(Dataset entries)

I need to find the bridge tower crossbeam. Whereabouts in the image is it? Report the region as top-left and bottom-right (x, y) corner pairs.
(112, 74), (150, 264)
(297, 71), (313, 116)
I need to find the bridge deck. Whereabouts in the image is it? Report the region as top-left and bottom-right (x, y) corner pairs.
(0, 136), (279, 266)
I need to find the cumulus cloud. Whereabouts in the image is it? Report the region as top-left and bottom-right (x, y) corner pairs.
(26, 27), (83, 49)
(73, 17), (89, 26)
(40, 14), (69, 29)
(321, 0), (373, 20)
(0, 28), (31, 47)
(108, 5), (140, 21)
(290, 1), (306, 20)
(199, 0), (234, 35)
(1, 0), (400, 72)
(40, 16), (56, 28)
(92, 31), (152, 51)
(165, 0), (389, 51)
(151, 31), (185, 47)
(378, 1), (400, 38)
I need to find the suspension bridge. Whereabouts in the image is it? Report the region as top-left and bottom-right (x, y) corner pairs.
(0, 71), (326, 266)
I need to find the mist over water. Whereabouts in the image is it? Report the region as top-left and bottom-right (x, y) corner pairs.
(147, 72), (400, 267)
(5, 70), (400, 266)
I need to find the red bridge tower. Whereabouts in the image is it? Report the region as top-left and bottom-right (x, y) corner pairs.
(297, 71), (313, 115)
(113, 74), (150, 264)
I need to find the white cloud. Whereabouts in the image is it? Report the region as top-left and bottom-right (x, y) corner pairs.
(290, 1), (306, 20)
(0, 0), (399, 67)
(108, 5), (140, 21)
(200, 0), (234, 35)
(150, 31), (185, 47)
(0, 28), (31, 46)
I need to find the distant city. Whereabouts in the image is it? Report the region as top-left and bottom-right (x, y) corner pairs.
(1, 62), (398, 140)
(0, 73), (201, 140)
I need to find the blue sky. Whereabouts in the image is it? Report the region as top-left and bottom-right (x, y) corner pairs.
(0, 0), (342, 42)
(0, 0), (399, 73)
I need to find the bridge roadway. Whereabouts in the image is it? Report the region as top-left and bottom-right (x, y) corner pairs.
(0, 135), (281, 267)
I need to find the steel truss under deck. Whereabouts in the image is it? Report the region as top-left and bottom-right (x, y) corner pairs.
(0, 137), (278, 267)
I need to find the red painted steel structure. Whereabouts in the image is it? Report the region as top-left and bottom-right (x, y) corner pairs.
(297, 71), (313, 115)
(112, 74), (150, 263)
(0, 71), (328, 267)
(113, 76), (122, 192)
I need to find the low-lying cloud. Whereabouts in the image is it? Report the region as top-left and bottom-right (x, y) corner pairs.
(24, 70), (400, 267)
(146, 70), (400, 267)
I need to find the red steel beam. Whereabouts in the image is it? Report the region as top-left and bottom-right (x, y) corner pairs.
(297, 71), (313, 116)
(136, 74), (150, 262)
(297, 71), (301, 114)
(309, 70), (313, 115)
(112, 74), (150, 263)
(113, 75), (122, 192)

## Required work
Take the records above and return them exactly as written.

## Expected answer
I need to find the bridge tower crossbeam. Whereabouts in the image is it? Report the region as top-left and bottom-right (x, y) corner pairs.
(112, 74), (150, 264)
(297, 71), (313, 116)
I need to find the bridge deck. Whereabouts in the image is it? Report the region as top-left and bottom-right (x, y) corner pairs.
(0, 136), (279, 266)
I need to find the cumulus cloud. Whereabouts in the image is it? Report the region as top-left and bottom-right (x, y) corner pairs.
(26, 27), (83, 49)
(73, 17), (89, 26)
(40, 14), (69, 29)
(321, 0), (373, 20)
(0, 28), (31, 47)
(108, 5), (140, 21)
(290, 1), (306, 20)
(199, 0), (234, 35)
(1, 0), (400, 72)
(40, 16), (56, 28)
(92, 31), (152, 51)
(165, 0), (389, 51)
(151, 31), (185, 47)
(378, 1), (400, 38)
I need to find the suspension bridge. Whereabouts in the image is it? Report the region as top-left and bottom-right (x, y) corner pairs.
(0, 71), (326, 266)
I need to find the mist over water. Whereabouts in the image is it? Report the region as top-left and bottom-right (x, y) corner pairs.
(147, 72), (400, 267)
(5, 70), (400, 266)
I need to find the red bridge tower. Whereabouts in the image is it? Report the region as top-left and bottom-right (x, y) corner pairs.
(297, 71), (313, 115)
(113, 74), (150, 264)
I need to find the white cloud. Whereabouts in the image is it? Report the region as top-left and bottom-right (x, y) corner pairs.
(290, 1), (306, 20)
(0, 0), (399, 67)
(108, 5), (140, 21)
(200, 0), (234, 35)
(150, 31), (185, 47)
(0, 28), (31, 46)
I need to find the distant city. Whereabouts in the image is it? Report the region as top-left and bottom-right (x, y) corner pairs.
(1, 62), (398, 140)
(0, 73), (201, 140)
I need to find the blue sky. Whereabouts in the image is it? Report the region as top-left and bottom-right (x, y) corner pairs.
(0, 0), (342, 42)
(0, 0), (399, 73)
I need to find the bridge roadway. Whereabouts in the image is it? Report the region as top-left and bottom-right (x, y) corner pairs.
(0, 135), (281, 267)
I need to find the steel truss under deck. Whereabouts in the image is it? Report the region as top-left and bottom-right (x, y) corner pairs.
(0, 137), (278, 267)
I need to find the red painted steel structure. Whereabouts in the image is it? Report the region as top-left and bottom-right (x, y) corner pairs.
(297, 71), (313, 115)
(112, 74), (150, 263)
(0, 71), (328, 267)
(113, 76), (122, 192)
I need to find the low-lying cloud. Whereabouts in the image is it? Report the region as top-left and bottom-right (x, y) corner pairs.
(24, 70), (400, 267)
(146, 70), (400, 267)
I need to find the red steel beam. Whereabouts in the image is it? Report the region as top-left and bottom-right (x, y) corner pairs.
(297, 71), (313, 116)
(136, 74), (150, 262)
(297, 71), (301, 114)
(309, 70), (313, 115)
(112, 74), (150, 263)
(113, 75), (122, 192)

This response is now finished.